**Required work**:
(1) Answer these questions from the passage on the gridlock economy:
(a) Who is credited with discovering the market dynamic?
(b) What does too much ownership create?
(c) What does today's leading edge of innovation require?
(2) List the fields that the passage on the gridlock economy names as today's leading edge of innovation.
(3) Pick up the passage on the gridlock economy where it stops and continue it.

The Gridlock Economy
How Too Much Ownership Wrecks Markets, Stops Innovation, and Costs Lives
Every so often an idea comes along that transforms our understanding of how the world works. Michael Heller has discovered a market dynamic that no one knew existed. Usually, private ownership creates wealth, but too much ownership has the opposite effect--it creates gridlock. When too many people own pieces of one thing, whether a physical or intellectual resource, cooperation breaks down, wealth disappears, and everybody loses. Heller's paradox is at the center of "The Gridlock Economy." Today's leading edge of innovation--in high tech, biomedicine, music, film, real estate--requires the assembly of separately owned resources. But gridlock is blocking economic growth all along the wealth creation frontier.

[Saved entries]
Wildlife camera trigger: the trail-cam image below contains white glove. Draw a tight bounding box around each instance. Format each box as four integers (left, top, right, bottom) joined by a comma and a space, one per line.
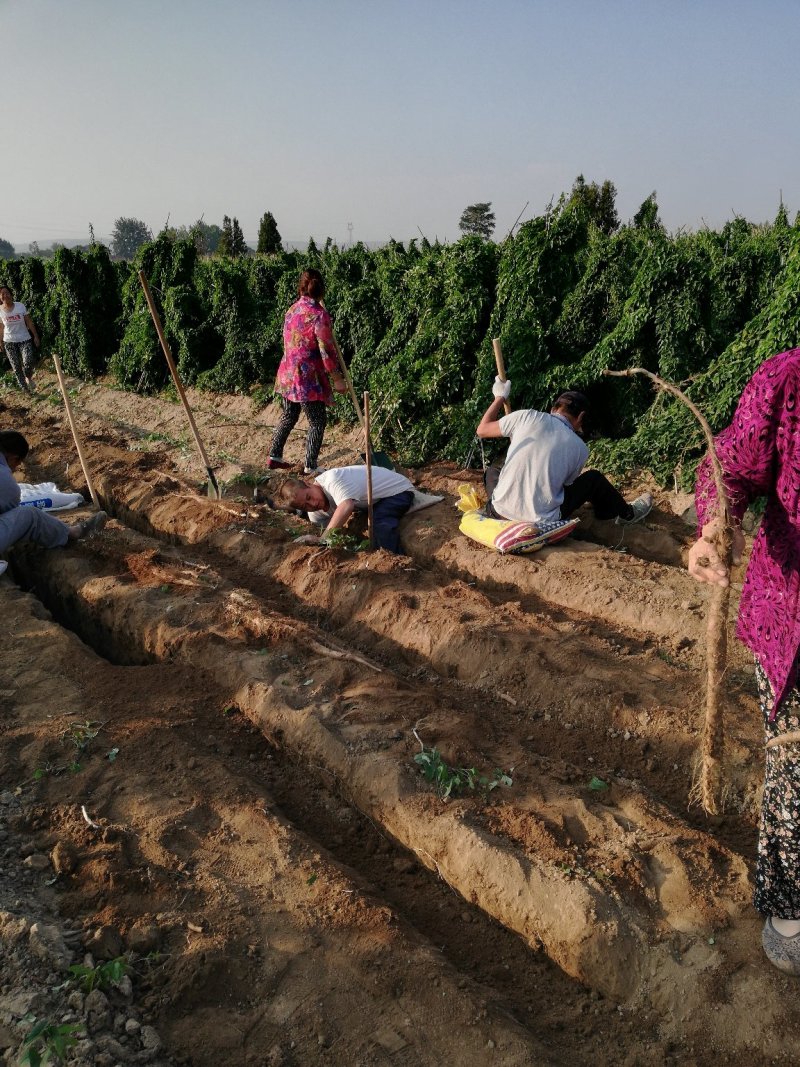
492, 375, 511, 400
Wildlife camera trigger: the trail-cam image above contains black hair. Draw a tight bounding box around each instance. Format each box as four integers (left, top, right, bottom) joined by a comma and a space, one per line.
298, 267, 325, 300
0, 430, 31, 460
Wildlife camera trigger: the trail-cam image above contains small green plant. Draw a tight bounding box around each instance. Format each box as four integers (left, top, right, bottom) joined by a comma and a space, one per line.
69, 956, 130, 993
414, 742, 514, 800
322, 529, 369, 552
19, 1016, 83, 1067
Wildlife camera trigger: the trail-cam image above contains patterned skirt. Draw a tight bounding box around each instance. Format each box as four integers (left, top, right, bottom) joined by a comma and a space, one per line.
753, 663, 800, 919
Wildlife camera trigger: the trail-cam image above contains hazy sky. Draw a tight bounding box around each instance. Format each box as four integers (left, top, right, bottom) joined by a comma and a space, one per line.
7, 0, 800, 251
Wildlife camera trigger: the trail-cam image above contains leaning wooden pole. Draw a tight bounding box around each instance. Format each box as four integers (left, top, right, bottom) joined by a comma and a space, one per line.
603, 367, 733, 815
52, 352, 100, 511
364, 393, 375, 548
492, 337, 509, 415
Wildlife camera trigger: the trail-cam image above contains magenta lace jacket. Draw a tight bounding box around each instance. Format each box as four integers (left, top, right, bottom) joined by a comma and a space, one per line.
697, 348, 800, 716
275, 297, 339, 404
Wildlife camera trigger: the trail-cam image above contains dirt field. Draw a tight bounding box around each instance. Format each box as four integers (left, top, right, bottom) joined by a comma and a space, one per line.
0, 375, 800, 1067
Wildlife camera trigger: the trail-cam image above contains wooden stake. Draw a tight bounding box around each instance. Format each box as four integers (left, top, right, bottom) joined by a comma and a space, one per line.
492, 337, 511, 415
603, 367, 733, 815
364, 393, 375, 548
52, 352, 101, 511
139, 270, 222, 500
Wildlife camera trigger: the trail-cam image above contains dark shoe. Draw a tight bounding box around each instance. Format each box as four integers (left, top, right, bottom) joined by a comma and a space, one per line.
762, 915, 800, 975
617, 493, 653, 526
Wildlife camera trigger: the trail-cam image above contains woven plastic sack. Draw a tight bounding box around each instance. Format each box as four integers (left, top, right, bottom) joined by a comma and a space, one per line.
459, 510, 580, 556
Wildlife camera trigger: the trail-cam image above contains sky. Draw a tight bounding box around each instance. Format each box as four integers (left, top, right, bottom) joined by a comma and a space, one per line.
6, 0, 800, 251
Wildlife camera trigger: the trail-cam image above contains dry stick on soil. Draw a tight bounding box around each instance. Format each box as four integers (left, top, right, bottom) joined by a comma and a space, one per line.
603, 367, 733, 815
52, 352, 100, 511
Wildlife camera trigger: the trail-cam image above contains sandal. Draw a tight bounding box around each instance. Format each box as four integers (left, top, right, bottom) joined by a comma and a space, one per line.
762, 915, 800, 975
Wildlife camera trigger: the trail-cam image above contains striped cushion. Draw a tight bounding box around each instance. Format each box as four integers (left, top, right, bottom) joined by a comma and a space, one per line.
495, 519, 579, 556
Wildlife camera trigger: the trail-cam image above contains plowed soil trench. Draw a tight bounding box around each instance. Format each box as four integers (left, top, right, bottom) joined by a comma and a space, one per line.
0, 373, 798, 1064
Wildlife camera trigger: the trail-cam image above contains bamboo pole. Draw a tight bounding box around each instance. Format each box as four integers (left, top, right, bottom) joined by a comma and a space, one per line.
603, 367, 733, 815
364, 393, 375, 548
139, 270, 222, 500
52, 352, 102, 511
492, 339, 514, 415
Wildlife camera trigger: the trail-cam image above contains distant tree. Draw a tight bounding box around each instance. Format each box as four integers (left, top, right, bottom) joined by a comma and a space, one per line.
567, 174, 620, 234
111, 219, 153, 259
217, 216, 250, 257
634, 189, 663, 230
773, 201, 789, 229
459, 201, 495, 240
256, 211, 283, 255
189, 219, 222, 255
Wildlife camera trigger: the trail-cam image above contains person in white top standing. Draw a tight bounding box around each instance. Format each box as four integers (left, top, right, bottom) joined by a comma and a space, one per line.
273, 465, 414, 555
0, 285, 39, 393
477, 378, 653, 525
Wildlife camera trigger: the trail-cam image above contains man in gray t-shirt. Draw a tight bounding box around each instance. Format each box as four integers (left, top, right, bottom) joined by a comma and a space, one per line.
477, 378, 653, 525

**Answers to the exercise**:
(1)
(a) Michael Heller
(b) Gridlock
(c) The assembly of separately owned resources

(2) high tech, biomedicine, music, film, real estate

(3)
A thousand scholars have applied and verified Heller's paradox. Now he takes readers on a lively tour of gridlock battlegrounds. Heller zips from medieval robber barons to modern-day broadcast spectrum squatters; from Mississippi courts selling African-American family farms to troubling New York City land confiscations; and from Chesapeake Bay oyster pirates to today's gene patent and music mash-up outlaws. Each tale offers insights into how to spot gridlock in operation and how we can overcome it.
"The Gridlock Economy" is a startling, accessible biography of an idea. Nothing is inevitable about gridlock. It results from choices we make about how to control the resources we value most. We can unlock the grid; this book shows us where to start.
Basic Books (AZ), 9780465029167, 259pp.